• **Exercise**: All of the entries should be written out again exactly.

• **Records supplied**:
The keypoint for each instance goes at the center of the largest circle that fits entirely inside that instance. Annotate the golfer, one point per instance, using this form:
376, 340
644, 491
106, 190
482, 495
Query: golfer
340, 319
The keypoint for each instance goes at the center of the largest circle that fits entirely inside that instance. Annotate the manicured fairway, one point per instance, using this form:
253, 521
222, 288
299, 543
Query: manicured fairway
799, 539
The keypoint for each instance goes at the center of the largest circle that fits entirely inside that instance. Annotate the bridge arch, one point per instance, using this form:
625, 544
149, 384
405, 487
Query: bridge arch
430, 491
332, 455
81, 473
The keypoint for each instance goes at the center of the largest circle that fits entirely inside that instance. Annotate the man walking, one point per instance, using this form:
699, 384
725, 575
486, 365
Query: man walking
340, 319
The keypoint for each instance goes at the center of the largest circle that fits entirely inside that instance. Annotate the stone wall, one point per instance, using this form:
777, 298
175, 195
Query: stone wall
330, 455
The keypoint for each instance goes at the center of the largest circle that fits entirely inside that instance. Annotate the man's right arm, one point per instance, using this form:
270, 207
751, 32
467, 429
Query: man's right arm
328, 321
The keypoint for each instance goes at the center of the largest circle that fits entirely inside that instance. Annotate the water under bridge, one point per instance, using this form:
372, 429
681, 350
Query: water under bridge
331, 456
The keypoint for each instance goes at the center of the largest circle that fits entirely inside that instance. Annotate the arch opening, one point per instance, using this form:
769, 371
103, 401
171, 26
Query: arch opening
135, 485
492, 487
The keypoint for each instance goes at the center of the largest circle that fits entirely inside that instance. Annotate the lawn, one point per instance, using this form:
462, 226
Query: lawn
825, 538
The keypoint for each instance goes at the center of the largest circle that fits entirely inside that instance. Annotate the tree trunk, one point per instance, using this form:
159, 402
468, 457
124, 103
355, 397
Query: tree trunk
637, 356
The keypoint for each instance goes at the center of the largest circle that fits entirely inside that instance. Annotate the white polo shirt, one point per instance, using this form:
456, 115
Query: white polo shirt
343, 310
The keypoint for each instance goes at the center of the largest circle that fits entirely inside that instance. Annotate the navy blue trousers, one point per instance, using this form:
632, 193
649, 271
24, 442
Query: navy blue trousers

• **Worked solution**:
The keypoint for each instance goes at the center of the largest circle that fits entirely inside that instance. Annotate the golfer, one point per instance, using this form:
376, 340
644, 491
106, 190
482, 495
Query: golfer
340, 319
The keypoint for each instance goes at the center of the largest circle that fits entirely inside that instance. Annotate the manicured fairway, one point per instance, using this form:
253, 521
222, 288
299, 543
Query: manicured fairway
799, 539
The keypoint for each instance goes at the center of the largest circle that fits entirely inside that instance. Annotate the bridge arch, one point per instance, using this form:
625, 544
149, 384
405, 487
Query: bridge arch
430, 491
332, 455
81, 473
The keypoint for each instance goes at the center of the largest circle that fits entirely inside that instance. Annotate the man walking, one point per instance, using this form:
699, 384
725, 575
486, 365
Query: man walking
340, 319
The keypoint for each instance goes at the center of the largest circle that fits entirely inside that instance. Annotate the stone wall, one point per instance, using this form:
777, 298
175, 195
Query: stone wall
330, 455
The keypoint for each instance goes at the center of the largest circle that fits entirely inside that instance. Annotate the man's right arm, one point per instance, using this form:
270, 207
751, 32
467, 429
Query: man's right arm
328, 321
The keypoint for each instance goes at the center of the largest circle that fits entirely inside that instance. Annotate the water under bridge, one point per instance, using this form:
372, 429
681, 350
Query: water under bridge
331, 456
The keypoint for each instance goes at the center of the largest circle that fits entirely inside that instance. Annotate the arch opening, one point per instance, using this form:
769, 371
103, 401
171, 26
Query: arch opening
135, 485
492, 487
The keypoint for each instance goes at the center of the largest circle that fits entirely inside that instance. Annotate the lawn, one point per instance, using this form:
462, 226
Query: lawn
825, 538
The keypoint for each instance goes at the center of the largest circle that fits entirely inside that instance. Annotate the tree trunk, one point per instance, using this form:
159, 402
468, 457
124, 103
355, 397
Query: tree trunk
637, 356
The keypoint for each instance goes at the center of the largest circle that fits entirely inside that instance. Annotate the white polo shirt, one point per instance, using this form:
456, 115
Query: white polo shirt
343, 310
The keypoint for each instance goes at the center of the largest circle that fits entirely inside that instance. Annotate the navy blue trousers, one point per instance, using this form:
632, 193
649, 271
24, 442
Query: navy blue trousers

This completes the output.